→ **Extracted text**:
---

Mounting pressure on global food systems has spurred a wave of innovation in modern biotechnology, wher techniques like fermentation are touted as sustainable alternatives to produce foods that complement existing options.
“We don’t know how much influence biotechnology has on food. We haven’t yet uncovered the development times of biotechnology for the future, [which can bolster] clean labels and nutritional health values. There’s a huge potential,” says Dominik Scheffer, chief sales officer at M Food Group.
At IFFA, fermentation or fungi-derived proteins stood out for their environmental advantages and high performance in binding, texture formation, and gelling, all critical for reformulation and innovation.
“We are able to produce starter cultures ourselves through our bioreactors and add them specifically to final products, improving the taste, the texture, and shelf life,” says Scheffer. “We also have protective cultures, and there are different ways to protect a product, like with bacteria strains during the fermentation or competitive exclusion, wher a big range of starter cultures push everything else away.”
Planteneers highlighted the role of mycoprotein as a raw material capable of delivering texture at scale.
“Mycoprotein is a game changer in the plant-based world. It’s a clean product, sustainable, can be produced on a big scale, and brings natural nutritional value. And that’s very important in the food world,” says the company’s Paulo Canelas, food application technologist.
Meanwhile, Douwma says Revyve sources its yeast protein from upcycled or fresh brewer’s yeast, converting fermentation by-products into functional food ingredients. “It has about a 95% lower CO2 footprint compared to eggs and therefore is super sustainable to use.”
The term “clean label” continues to evolve, with exhibitors clarifying its meaning and aligning technical formulation with transparency for enhanced consumer trust.

---

→ **Required action**: Copy the text on fermentation and biotechnology in food without any changes.

→ **Data excerpts**:
---

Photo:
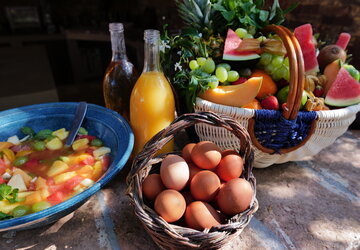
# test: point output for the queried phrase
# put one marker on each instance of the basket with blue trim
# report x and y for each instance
(285, 136)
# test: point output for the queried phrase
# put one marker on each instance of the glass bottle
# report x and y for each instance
(120, 75)
(152, 103)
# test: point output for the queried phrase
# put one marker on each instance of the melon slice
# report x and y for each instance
(343, 40)
(234, 95)
(232, 42)
(304, 34)
(344, 91)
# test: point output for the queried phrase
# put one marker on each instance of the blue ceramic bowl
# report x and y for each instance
(104, 123)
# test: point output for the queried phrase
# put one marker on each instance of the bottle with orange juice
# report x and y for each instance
(152, 102)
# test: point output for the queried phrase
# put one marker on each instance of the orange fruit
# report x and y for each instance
(254, 104)
(268, 86)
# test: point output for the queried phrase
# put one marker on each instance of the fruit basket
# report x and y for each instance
(174, 236)
(293, 100)
(287, 136)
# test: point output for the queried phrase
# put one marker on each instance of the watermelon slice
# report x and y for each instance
(232, 42)
(304, 34)
(344, 91)
(343, 40)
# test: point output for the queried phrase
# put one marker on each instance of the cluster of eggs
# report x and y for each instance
(203, 186)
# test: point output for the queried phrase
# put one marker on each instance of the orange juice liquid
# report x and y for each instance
(152, 108)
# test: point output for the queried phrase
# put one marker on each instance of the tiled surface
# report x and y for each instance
(311, 204)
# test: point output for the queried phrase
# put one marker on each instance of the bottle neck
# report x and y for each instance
(118, 46)
(152, 55)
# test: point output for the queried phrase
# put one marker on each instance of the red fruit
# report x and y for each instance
(239, 81)
(270, 102)
(318, 91)
(282, 83)
(284, 107)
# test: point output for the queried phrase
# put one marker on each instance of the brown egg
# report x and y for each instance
(205, 185)
(228, 152)
(206, 155)
(193, 170)
(230, 167)
(174, 172)
(186, 151)
(152, 186)
(235, 196)
(170, 205)
(187, 196)
(200, 215)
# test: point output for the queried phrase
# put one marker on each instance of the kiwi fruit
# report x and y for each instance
(330, 53)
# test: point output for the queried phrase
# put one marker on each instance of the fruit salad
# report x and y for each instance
(39, 171)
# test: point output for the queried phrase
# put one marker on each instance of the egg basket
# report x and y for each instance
(285, 136)
(172, 236)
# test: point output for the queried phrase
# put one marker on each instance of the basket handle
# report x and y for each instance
(296, 87)
(293, 55)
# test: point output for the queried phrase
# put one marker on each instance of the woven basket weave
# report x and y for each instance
(319, 133)
(171, 236)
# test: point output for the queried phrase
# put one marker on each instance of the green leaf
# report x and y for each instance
(263, 15)
(6, 192)
(291, 8)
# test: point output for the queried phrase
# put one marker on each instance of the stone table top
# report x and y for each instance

---

→ **Written solution**:
Mounting pressure on global food systems has spurred a wave of innovation in modern biotechnology, wher techniques like fermentation are touted as sustainable alternatives to produce foods that complement existing options.
“We don’t know how much influence biotechnology has on food. We haven’t yet uncovered the development times of biotechnology for the future, [which can bolster] clean labels and nutritional health values. There’s a huge potential,” says Dominik Scheffer, chief sales officer at M Food Group.
At IFFA, fermentation or fungi-derived proteins stood out for their environmental advantages and high performance in binding, texture formation, and gelling, all critical for reformulation and innovation.
“We are able to produce starter cultures ourselves through our bioreactors and add them specifically to final products, improving the taste, the texture, and shelf life,” says Scheffer. “We also have protective cultures, and there are different ways to protect a product, like with bacteria strains during the fermentation or competitive exclusion, wher a big range of starter cultures push everything else away.”
Planteneers highlighted the role of mycoprotein as a raw material capable of delivering texture at scale.
“Mycoprotein is a game changer in the plant-based world. It’s a clean product, sustainable, can be produced on a big scale, and brings natural nutritional value. And that’s very important in the food world,” says the company’s Paulo Canelas, food application technologist.
Meanwhile, Douwma says Revyve sources its yeast protein from upcycled or fresh brewer’s yeast, converting fermentation by-products into functional food ingredients. “It has about a 95% lower CO2 footprint compared to eggs and therefore is super sustainable to use.”
The term “clean label” continues to evolve, with exhibitors clarifying its meaning and aligning technical formulation with transparency for enhanced consumer trust.